- How to complete this task -
Reproduce the records below exactly, with nothing altered.

- Task data -
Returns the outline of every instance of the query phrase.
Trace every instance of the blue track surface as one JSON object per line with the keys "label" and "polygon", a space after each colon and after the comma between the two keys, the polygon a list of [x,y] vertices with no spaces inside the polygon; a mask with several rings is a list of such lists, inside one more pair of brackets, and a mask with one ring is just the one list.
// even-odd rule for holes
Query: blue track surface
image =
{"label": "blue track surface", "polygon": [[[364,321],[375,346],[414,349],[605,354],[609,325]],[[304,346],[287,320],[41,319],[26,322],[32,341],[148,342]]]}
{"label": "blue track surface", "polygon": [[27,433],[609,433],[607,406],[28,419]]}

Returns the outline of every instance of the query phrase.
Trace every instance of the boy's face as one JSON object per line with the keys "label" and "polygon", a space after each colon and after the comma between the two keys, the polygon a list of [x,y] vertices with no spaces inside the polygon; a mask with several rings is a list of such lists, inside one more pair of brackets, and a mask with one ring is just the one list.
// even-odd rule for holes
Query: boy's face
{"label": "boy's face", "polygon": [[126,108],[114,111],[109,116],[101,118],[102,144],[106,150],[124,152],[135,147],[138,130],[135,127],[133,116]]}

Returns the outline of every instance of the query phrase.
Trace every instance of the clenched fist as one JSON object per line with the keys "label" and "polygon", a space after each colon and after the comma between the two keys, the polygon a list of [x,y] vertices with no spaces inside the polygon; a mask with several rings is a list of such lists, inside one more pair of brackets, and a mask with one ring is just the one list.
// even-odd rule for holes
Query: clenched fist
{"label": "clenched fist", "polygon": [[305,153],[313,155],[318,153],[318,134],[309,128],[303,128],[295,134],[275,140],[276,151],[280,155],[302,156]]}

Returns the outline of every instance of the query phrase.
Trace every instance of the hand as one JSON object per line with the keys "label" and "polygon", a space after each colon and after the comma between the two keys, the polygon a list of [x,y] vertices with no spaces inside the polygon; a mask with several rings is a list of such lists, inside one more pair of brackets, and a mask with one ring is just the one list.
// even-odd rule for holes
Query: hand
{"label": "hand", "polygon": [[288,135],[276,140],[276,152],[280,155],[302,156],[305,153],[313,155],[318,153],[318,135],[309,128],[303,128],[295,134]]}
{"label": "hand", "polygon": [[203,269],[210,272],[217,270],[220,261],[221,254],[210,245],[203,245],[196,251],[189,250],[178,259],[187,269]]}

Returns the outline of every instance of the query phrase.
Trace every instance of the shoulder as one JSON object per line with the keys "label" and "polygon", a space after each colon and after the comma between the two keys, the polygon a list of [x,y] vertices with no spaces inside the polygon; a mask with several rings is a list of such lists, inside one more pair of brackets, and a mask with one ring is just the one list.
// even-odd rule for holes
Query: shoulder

- Problem solution -
Returns the outline of every instance of the query phrase.
Trace every instance of the blue track surface as one JSON object per line with the keys "label" and "polygon", a space after each colon and after the comma between the two keys, the polygon a list of [x,y] vertices with no spaces inside the polygon; a mask with several rings is a list of such lists, inside one more pair of brackets, and a mask with one ring is just the one list.
// even-odd rule for holes
Query: blue track surface
image =
{"label": "blue track surface", "polygon": [[[364,321],[375,346],[414,349],[605,354],[609,325]],[[304,346],[287,320],[41,319],[26,322],[32,341],[148,342]]]}
{"label": "blue track surface", "polygon": [[27,433],[609,433],[607,406],[28,419]]}

Returns the outline of every instance of the query phrase.
Trace every instance of the boy's face as one JSON object per line with the keys "label" and "polygon", a space after each colon and after the comma between the two keys, the polygon a list of [x,y] vertices with no spaces inside the polygon; a mask with several rings is a list of such lists, inside one more pair of brackets, and a mask with one ring is just the one list.
// even-odd rule for holes
Query: boy's face
{"label": "boy's face", "polygon": [[126,108],[114,111],[109,116],[101,118],[102,144],[106,150],[124,152],[135,147],[138,130],[135,127],[133,116]]}

Returns the outline of every instance of the query phrase.
Trace every instance of the clenched fist as one JSON object per line with the keys "label" and "polygon", a space after each colon and after the comma between the two keys, the polygon a list of [x,y] vertices with no spaces inside the polygon; a mask with several rings is a list of such lists, inside one more pair of brackets, and a mask with one ring is just the one list.
// even-odd rule for holes
Query: clenched fist
{"label": "clenched fist", "polygon": [[305,153],[313,155],[318,153],[318,134],[309,128],[303,128],[295,134],[275,140],[276,151],[280,155],[302,156]]}

Returns the outline of every instance of the query phrase.
Trace every instance of the hand as one JSON object per line with the keys "label" and "polygon", a space after each colon and after the comma between the two keys, the polygon a list of [x,y] vertices with no spaces inside the polygon; a mask with several rings is a list of such lists, inside one more pair of brackets, and a mask with one ring is just the one list.
// even-odd rule for holes
Query: hand
{"label": "hand", "polygon": [[288,135],[276,140],[276,152],[280,155],[302,156],[305,153],[313,155],[318,153],[318,135],[309,128],[303,128],[295,134]]}
{"label": "hand", "polygon": [[203,269],[210,272],[217,270],[220,261],[221,254],[210,245],[203,245],[196,251],[189,250],[178,259],[187,269]]}

Returns the outline of every instance of the query phrase.
Trace every instance of the shoulder as one JSON object per line with the keys "label" and "polygon", a space after each colon and after the comma between the two keys, the polygon a list of [x,y] vertices with no spaces inside the polygon; a mask with several rings is a list of such lists, inside one more pair of brackets, and a mask with one ring is just the one list.
// even-odd rule for holes
Query: shoulder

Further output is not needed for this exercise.